Document text:

SentencePiece: Enables truly language-agnostic processing by treating all text as Unicode sequences without assumptions about word boundaries. This approach is revolutionary for multilingual models, as it eliminates the need for language-specific preprocessing pipelines. SentencePiece can seamlessly handle languages with different writing systems, word boundary conventions, and morphological structures within a unified framework.

Performance Implications

The choice of tokenization method can significantly impact a model's performance across different dimensions:

Language coverage: Models using BPE might excel at Indo-European languages but struggle with languages using different scripts or linguistic structures. This is because BPE was originally designed with English and similar languages in mind, which share certain characteristics like clear word boundaries and relatively simple morphology. When applied to languages with different writing systems (like Chinese, Japanese, or Thai) or complex morphological structures (like Turkish or Finnish), BPE often creates inefficient tokenization patterns. SentencePiece offers more consistent performance across diverse language families because it treats all text as a raw sequence of Unicode characters without making assumptions about word boundaries, allowing it to learn appropriate segmentation for each language directly from data.
Vocabulary efficiency: Different methods achieve varying levels of compression. A more efficient tokenizer can represent the same information with fewer tokens, reducing computational costs during both training and inference. BPE tends to be efficient for languages it was designed for, but may require more tokens for others. WordPiece's probability-based approach often creates more semantically meaningful tokens, potentially improving efficiency for certain tasks. SentencePiece's language-agnostic approach can be particularly efficient for multilingual content, as it develops a shared vocabulary that captures cross-lingual patterns. This efficiency directly impacts model performance, as longer token sequences require more computational resources and can exceed context window limitations.

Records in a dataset
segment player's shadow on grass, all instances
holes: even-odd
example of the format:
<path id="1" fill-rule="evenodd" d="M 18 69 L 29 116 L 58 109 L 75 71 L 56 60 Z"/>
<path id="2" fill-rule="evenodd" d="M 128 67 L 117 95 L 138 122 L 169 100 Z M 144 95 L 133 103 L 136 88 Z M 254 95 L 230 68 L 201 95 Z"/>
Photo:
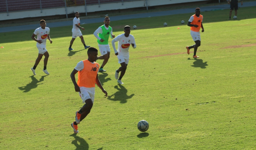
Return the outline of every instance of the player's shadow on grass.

Work task:
Copy, word for word, the part of the tokenization text that opens with the words containing "Vocabulary efficiency: Different" and closes with "context window limitations.".

Response below:
Vocabulary efficiency: Different methods achieve varying levels of compression. A more efficient tokenizer can represent the same information with fewer tokens, reducing computational costs during both training and inference. BPE tends to be efficient for languages it was designed for, but may require more tokens for others. WordPiece's probability-based approach often creates more semantically meaningful tokens, potentially improving efficiency for certain tasks. SentencePiece's language-agnostic approach can be particularly efficient for multilingual content, as it develops a shared vocabulary that captures cross-lingual patterns. This efficiency directly impacts model performance, as longer token sequences require more computational resources and can exceed context window limitations.